──────── POKAZANY TEKST ────────

Policja w Brukseli brutalnie rozpędziła młodzież

Wczoraj w Brukseli tłumy młodych ludzi zgromadziły się w jednym z parków z okazji imprezy masowej, która okazała się primaaprilisowym żartem. Tłum brutalnie rozgoniła policja. Są zatrzymani i ranni.

Jeszcze w marcu, „nieznani sprawcy” zaplanowali na pierwszego kwietnia imprezę masową w jednym z brukselskich parków. Na koncercie miał wystąpić znany DJ i inne sławy. W wydarzeniu na „Facebooku” udział zadeklarowało 20 000 ludzi. Młodzież potraktowała zaproszenie poważnie i tysiące osób przyszło wczoraj do parku Bois de la Cambre. Jeździli na rowerach, rolkach, opalali się na trawie, piknikowali. „Wiedziałem, że to żart, ale i tak postanowiłem przyjść” – mówi jeden z uczestników imprezy. Nikt nie spodziewał się jednak takiej reakcji policji.

────────

- _CO NALEŻY ZROBIĆ_
Podaj dalszy ciąg powyższego tekstu o rozpędzeniu młodzieży przez policję w Brukseli, zaczynając od następnego zdania po ostatnim.

──────── POKAZANE INFORMACJE ────────

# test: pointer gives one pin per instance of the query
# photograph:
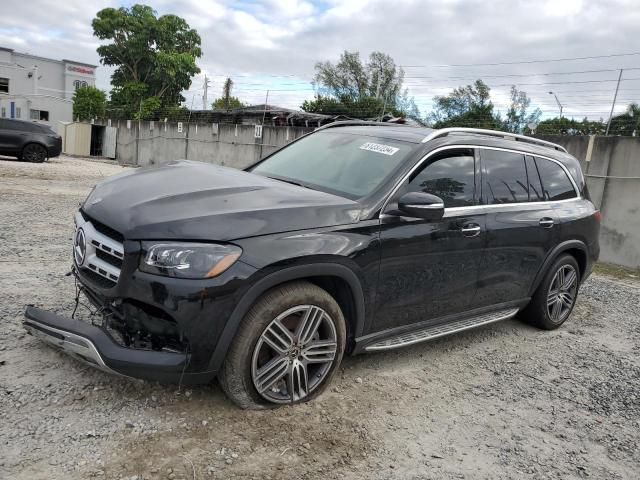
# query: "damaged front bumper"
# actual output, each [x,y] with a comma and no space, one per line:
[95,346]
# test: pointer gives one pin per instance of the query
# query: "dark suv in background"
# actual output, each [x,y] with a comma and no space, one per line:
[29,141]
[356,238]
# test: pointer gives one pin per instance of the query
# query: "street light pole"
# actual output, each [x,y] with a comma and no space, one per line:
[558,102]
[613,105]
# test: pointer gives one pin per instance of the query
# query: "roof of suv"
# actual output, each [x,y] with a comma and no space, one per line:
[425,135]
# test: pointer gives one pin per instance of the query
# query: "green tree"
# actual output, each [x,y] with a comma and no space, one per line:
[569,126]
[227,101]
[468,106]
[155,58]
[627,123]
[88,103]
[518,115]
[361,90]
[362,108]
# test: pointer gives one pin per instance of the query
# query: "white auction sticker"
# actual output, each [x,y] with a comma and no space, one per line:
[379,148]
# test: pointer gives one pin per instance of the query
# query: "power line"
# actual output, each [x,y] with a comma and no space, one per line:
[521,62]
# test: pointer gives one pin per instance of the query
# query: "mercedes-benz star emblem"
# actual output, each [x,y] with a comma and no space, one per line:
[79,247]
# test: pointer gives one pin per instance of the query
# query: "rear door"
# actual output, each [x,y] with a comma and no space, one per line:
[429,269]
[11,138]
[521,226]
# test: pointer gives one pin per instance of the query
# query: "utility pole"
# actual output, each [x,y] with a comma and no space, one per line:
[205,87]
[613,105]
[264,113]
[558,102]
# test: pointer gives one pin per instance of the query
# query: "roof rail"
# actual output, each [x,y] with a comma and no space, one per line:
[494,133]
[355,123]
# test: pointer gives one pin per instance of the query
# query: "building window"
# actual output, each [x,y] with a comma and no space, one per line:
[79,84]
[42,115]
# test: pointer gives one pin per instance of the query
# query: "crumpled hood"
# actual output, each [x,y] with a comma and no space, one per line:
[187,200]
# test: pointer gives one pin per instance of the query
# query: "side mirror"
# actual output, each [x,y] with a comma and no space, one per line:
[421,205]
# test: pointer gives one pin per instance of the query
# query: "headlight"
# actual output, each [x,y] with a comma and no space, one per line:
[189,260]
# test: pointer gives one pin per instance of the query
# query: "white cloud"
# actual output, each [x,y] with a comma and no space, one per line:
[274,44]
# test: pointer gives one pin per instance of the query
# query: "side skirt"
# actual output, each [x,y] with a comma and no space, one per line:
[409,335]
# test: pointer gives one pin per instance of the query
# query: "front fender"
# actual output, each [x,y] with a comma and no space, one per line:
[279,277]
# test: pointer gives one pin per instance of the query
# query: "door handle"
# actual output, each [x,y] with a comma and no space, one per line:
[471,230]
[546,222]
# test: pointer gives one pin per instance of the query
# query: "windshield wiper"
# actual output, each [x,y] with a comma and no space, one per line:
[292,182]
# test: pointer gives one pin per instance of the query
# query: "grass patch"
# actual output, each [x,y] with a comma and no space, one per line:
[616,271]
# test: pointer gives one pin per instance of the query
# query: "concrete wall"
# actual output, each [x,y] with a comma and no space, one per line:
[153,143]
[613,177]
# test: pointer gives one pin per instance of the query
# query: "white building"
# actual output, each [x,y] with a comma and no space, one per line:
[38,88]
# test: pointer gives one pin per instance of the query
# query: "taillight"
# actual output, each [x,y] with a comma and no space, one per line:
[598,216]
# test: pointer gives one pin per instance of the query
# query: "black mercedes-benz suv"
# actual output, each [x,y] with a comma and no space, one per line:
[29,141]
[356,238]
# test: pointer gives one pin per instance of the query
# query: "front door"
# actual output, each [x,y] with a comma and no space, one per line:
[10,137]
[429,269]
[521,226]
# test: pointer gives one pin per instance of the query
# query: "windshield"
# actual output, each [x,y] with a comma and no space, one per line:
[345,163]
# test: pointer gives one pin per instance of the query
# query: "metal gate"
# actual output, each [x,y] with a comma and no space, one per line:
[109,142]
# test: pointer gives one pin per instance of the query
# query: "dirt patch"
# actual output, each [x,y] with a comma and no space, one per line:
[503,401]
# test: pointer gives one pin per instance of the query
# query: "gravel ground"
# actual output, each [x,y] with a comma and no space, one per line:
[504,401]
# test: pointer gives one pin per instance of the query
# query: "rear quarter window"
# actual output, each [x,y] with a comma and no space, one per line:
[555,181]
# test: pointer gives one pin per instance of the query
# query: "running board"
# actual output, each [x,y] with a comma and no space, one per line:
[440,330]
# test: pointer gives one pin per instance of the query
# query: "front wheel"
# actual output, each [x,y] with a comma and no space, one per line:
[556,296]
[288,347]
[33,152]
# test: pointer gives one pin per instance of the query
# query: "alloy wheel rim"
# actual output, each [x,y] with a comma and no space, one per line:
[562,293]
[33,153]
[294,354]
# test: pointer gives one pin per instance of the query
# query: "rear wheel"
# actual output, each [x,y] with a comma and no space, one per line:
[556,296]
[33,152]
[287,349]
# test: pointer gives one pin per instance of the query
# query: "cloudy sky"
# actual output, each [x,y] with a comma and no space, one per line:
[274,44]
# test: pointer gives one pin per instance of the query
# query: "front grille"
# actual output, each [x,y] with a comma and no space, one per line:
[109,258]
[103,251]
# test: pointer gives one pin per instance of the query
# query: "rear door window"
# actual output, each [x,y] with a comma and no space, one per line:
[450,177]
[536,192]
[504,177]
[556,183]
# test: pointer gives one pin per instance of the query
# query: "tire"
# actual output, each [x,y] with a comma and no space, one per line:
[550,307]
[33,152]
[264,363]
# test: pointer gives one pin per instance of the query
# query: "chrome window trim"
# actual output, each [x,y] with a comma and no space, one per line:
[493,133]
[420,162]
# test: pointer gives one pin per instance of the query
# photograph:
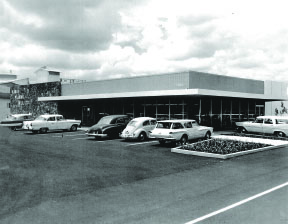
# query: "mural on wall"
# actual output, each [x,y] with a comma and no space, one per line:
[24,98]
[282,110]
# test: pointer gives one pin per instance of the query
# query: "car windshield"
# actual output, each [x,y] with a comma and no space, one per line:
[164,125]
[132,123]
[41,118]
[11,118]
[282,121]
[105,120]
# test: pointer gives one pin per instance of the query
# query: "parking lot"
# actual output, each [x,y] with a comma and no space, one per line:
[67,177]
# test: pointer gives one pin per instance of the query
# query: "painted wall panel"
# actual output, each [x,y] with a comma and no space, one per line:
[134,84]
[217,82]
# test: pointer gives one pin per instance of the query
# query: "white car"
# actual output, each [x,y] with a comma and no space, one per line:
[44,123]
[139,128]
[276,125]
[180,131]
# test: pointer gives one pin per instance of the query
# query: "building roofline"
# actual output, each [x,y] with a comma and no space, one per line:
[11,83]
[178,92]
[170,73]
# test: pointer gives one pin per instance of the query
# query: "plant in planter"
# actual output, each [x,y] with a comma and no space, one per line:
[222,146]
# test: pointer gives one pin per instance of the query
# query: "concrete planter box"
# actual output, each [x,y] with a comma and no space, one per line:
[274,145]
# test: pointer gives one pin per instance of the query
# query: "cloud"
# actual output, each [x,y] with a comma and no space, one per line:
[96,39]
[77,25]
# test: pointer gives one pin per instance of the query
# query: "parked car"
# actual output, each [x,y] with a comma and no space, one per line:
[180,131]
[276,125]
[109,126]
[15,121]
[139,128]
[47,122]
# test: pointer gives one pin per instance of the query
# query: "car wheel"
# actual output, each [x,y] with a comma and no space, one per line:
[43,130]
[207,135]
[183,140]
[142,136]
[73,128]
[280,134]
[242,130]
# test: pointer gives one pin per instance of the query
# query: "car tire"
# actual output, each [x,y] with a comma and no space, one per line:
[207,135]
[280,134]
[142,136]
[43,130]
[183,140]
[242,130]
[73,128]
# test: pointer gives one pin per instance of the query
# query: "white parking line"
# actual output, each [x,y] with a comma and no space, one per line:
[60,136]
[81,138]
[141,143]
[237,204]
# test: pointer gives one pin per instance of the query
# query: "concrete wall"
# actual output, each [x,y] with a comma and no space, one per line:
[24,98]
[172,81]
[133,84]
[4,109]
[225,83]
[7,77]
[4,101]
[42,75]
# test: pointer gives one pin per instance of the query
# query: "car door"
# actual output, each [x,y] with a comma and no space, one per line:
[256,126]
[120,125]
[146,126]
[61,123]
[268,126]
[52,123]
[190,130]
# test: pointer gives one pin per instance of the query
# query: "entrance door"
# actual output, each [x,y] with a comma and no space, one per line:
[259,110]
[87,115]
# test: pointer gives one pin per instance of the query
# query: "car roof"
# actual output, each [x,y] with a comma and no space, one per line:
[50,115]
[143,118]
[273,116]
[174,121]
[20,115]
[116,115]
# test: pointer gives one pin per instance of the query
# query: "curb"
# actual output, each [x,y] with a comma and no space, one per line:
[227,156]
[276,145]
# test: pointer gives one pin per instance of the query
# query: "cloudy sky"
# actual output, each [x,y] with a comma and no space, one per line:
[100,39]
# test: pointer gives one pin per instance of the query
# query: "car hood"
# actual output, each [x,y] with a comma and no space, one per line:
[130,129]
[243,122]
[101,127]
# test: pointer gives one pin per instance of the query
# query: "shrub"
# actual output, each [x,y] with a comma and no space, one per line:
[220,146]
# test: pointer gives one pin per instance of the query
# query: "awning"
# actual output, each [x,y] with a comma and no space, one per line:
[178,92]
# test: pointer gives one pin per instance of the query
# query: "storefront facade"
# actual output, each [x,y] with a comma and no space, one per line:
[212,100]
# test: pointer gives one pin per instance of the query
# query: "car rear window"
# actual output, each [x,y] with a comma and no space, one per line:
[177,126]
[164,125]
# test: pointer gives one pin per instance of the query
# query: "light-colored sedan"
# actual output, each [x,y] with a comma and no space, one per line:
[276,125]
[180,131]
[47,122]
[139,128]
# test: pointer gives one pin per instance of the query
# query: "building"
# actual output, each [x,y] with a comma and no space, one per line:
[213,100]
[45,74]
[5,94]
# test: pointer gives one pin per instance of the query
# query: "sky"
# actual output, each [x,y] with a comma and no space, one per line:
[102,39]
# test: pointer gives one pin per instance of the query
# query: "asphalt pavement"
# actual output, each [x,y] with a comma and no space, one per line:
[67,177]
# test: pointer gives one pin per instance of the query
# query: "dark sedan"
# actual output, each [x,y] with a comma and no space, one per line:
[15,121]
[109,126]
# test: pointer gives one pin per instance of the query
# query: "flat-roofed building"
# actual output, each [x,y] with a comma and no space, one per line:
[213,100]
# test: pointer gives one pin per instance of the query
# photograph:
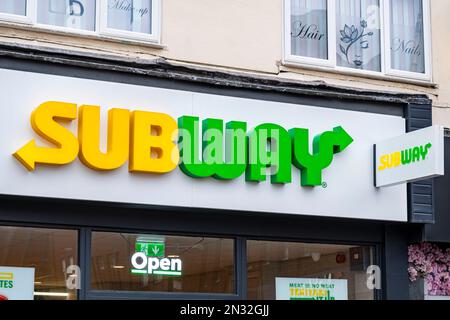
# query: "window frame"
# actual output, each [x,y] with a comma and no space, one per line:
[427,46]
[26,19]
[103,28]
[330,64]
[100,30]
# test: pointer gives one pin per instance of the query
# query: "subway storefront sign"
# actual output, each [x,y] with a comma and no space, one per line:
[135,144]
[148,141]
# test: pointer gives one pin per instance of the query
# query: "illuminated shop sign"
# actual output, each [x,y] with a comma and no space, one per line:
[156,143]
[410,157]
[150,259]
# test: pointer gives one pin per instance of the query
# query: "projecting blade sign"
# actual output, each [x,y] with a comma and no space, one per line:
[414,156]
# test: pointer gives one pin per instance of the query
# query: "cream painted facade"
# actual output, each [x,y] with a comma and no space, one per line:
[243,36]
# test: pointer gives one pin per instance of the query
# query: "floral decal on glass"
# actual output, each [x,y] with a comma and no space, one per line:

────────

- _WYNIK_
Ponieważ Belgia również walczy z trzecią falą pandemii, szkoły są zamknięte i maksymalnie cztery osoby mogą uczestniczyć w zgromadzeniu, władze Brukseli postanowiły zareagować bardzo brutalnie. Do rozpędzenia tłumów młodzież wysłano oddziały policji konnej, użyto armatek wodnych i gazu łzawiącego. Na materiałach wideo można zobaczyć, jak policja konna tratuje kobietę, policjanci powalają osoby na ziemię i zakuwają w kajdanki. Ludzie krzyczą i uciekają w popłochu. Doszło do przepychanek z policją.

https://www.youtube.com/watch?v=Lpw05mL05OQ

Aresztowano 22 osoby, 8 jest rannych, w tym dwie ciężko ranne przewieziono do szpitala. Jak podaje portal „Newsandstar”, zniszczono dwa samochody policyjne i kilka koni również zostało rannych.